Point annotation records
"""

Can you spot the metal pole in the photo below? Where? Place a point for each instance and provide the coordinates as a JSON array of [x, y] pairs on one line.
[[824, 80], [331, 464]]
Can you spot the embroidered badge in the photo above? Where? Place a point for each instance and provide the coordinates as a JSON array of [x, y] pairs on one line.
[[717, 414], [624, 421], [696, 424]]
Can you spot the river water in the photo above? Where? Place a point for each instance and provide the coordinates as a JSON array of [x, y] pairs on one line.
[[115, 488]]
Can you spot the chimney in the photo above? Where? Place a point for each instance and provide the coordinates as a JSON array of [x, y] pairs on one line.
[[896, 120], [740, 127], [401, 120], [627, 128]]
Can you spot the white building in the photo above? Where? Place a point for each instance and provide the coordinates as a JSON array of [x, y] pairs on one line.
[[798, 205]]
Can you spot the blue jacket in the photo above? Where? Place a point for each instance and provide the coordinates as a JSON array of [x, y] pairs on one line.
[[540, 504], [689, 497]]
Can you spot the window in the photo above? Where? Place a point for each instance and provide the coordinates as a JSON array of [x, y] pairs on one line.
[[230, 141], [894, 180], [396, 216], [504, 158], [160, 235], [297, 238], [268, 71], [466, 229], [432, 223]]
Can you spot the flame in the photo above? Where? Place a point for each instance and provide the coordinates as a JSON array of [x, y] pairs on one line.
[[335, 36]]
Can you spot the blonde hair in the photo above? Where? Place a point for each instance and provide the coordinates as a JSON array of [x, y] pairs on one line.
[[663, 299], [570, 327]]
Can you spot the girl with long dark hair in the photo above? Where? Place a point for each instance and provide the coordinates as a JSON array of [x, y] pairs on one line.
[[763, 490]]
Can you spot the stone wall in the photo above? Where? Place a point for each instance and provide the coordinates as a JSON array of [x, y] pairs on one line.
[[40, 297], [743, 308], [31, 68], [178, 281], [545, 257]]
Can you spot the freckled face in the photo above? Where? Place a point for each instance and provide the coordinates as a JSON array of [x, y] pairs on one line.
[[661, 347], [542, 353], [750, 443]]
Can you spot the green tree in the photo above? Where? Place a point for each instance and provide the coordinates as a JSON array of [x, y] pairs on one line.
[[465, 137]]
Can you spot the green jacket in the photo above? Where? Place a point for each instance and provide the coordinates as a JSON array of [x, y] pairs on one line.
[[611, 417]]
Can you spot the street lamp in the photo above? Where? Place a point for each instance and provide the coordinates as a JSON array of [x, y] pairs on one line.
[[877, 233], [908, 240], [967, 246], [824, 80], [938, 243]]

"""

[OBJECTIVE]:
Rewrite the records above, changing "Can you spot" to "Do you see" throughout and keeping everything else the same.

[REPLY]:
Do you see the metal pole in the photo below? Where? Place a point for each instance and provide the coordinates as a JSON array of [x, y] pairs on one line.
[[824, 80], [331, 464]]
Do you see the embroidered badge in the photo above? Where? Place a point for each instance and provide the coordinates as a JSON array of [x, y] pairs on one line.
[[717, 414], [624, 421], [696, 424]]
Do you see the river water in the photo above? Where? Place a point for each instance and provide the coordinates as a JSON array of [x, y] pairs on one line.
[[115, 488]]
Do you see the chimney in the photo above? Where? Place a point for each instance and provide the coordinates as a JSON array of [x, y] pairs on one line.
[[896, 120], [740, 127], [401, 120], [627, 128]]
Do you see the white building in the photo above? Where? Place a point for each instance and provide the coordinates as a JSON array of [x, y] pairs on one line.
[[798, 205]]
Do you see the blue jacket in the photo above? Where? Place a point for each instance and provide the coordinates as a JSON array of [x, y] pairs on one line.
[[540, 504], [689, 497]]
Do you see the window in the photo above? Where? Place a point for each instance and provide the coordinates as a JSON array of [x, y] pairs on one line.
[[230, 141], [894, 180], [396, 216], [504, 158], [160, 235], [297, 238], [268, 71], [466, 229], [432, 223]]
Do you see the flame in the photo above? Where? Place a point for each instance and provide the coordinates as a JSON array of [x, y] pairs on one line.
[[335, 36]]
Do you see the blonde hair in the photo above? Where? Place a point for each instance and provide the coordinates as a JSON array of [x, y] pairs on one line.
[[663, 299], [570, 327]]
Do you see the girl with long dark hair in the photo above? Where? Place a point for each instance and provide the coordinates as a JSON array of [x, y] pairs on one line.
[[763, 490]]
Do you see the stone wall in the photo above? Where? Place a point for each instance and provide the coordinates as a JSON array of [x, y] pairs on one line.
[[40, 297], [743, 308], [31, 68], [178, 281], [545, 257]]
Do you see the freckled face in the photo above? Where? Place a point for each instance and provide the coordinates as a JSON array of [x, y] pairs on one line.
[[661, 347], [542, 353], [750, 443]]
Do you see the green tree in the photo above? Where? Place a point for each instance and provide the coordinates as a JSON array of [x, y] pairs on one line.
[[465, 137]]
Do you see the green jacket in the photo above? Where? Place a point for each instance and provide the coordinates as a JSON array of [x, y] pairs on one line.
[[611, 417]]
Do you see the street lamp in the photo above? Where? Place a point for each instance and provide the coordinates as a JSON array of [x, y] pairs on one line.
[[877, 233], [908, 240], [967, 246], [824, 80], [938, 243]]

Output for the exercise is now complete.